▸ Исходный текст
Через несколько недель наблюдавший ее врач подтвердил, что она ждет ребенка. Однако опасался внематочной беременности. Из разговора с ним я понял, что шансы равны, угроза не менее реальна, чем надежда на благополучный исход. Она же отказывалась прислушаться к его предостережениям. Ребенок был для нее венцом с тысячей бриллиантов. Я, как мог, старался разделить ее радость, не теряя чувства реального, на случай, если нас постигнет несчастье. Надежда иметь ребенка окончательно сблизила нас. В Мэрилин наконец появилась особая доверительность, внутренний покой, чего я раньше в ней не замечал. Она почувствовала себя полноправной хозяйкой, а не забитым существом, в страхе прячущимся от случайных гостей, чьим добрым намерениям не очень-то доверяла. Казалось, она свыклась с тем, что живет под надежной защитой, а я старался примириться с мыслью, что в сорок с лишним лет вновь становлюсь отцом. На моих глазах она осваивалась с новой ролью, и это убедило меня, что если ребенок и добавит хлопот, он укрепит в ней надежду на наше будущее. А значит, укрепит ее и во мне.
Отсрочка оказалась недолгой. Диагноз подтвердил внематочную беременность, которую необходимо было срочно прервать. На Мэрилин не было лица, когда она, беспомощная, лежала после операции на койке. Я не мог вынести этих страданий, ощущая ее рану как свою. Вернувшись вечером из больницы, я понял, у меня есть уникальная возможность сказать ей, что она значит для меня, такая уязвимая и беззащитная. Однако ничего не приходило на ум, а слов утешения было явно недостаточно.

▸ Задания
A. Какого исхода беременности опасался врач, если верить отрывку о беременности Мэрилин?
B. Перепишите из отрывка о беременности Мэрилин без изменений фрагмент от «Отсрочка оказалась недолгой.» до «было явно недостаточно.».

[Сохранённые записи данных]
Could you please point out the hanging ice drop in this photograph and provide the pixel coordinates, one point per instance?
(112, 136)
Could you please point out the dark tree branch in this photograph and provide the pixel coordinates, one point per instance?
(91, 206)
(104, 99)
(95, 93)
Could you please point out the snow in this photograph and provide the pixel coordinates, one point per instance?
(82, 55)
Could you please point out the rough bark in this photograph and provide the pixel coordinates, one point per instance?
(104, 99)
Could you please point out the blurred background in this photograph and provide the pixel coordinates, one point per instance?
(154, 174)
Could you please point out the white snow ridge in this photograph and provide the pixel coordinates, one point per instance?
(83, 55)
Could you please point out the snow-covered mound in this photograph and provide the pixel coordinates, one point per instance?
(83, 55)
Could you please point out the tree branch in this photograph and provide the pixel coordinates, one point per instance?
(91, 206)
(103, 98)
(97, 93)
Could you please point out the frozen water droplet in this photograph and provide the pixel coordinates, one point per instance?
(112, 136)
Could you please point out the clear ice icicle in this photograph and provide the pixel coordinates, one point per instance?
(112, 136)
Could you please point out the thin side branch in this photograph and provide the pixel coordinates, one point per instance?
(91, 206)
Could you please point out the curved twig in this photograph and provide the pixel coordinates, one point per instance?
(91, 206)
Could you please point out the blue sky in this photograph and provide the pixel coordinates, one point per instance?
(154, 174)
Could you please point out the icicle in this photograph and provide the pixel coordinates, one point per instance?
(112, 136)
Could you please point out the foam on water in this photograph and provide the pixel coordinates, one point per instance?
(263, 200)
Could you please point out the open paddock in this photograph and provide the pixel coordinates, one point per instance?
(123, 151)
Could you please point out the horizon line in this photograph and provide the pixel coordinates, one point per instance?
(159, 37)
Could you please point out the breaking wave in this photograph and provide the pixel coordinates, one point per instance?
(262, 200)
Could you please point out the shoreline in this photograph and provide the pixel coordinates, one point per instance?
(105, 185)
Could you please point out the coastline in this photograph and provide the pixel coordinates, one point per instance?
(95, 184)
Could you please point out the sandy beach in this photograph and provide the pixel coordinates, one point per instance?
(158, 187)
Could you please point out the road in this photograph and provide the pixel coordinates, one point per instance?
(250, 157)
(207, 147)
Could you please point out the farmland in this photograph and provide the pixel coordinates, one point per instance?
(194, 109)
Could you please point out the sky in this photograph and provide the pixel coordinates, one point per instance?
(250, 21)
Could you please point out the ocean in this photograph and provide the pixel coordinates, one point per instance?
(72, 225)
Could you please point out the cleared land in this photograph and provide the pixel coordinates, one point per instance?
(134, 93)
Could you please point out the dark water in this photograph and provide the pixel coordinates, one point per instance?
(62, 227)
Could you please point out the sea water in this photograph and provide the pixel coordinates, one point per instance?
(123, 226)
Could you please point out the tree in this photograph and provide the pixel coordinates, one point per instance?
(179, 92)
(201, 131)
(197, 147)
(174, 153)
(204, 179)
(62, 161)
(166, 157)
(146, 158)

▸ Ответы к заданиям
A. Врач опасался внематочной беременности.

B.
Отсрочка оказалась недолгой. Диагноз подтвердил внематочную беременность, которую необходимо было срочно прервать. На Мэрилин не было лица, когда она, беспомощная, лежала после операции на койке. Я не мог вынести этих страданий, ощущая ее рану как свою. Вернувшись вечером из больницы, я понял, у меня есть уникальная возможность сказать ей, что она значит для меня, такая уязвимая и беззащитная. Однако ничего не приходило на ум, а слов утешения было явно недостаточно.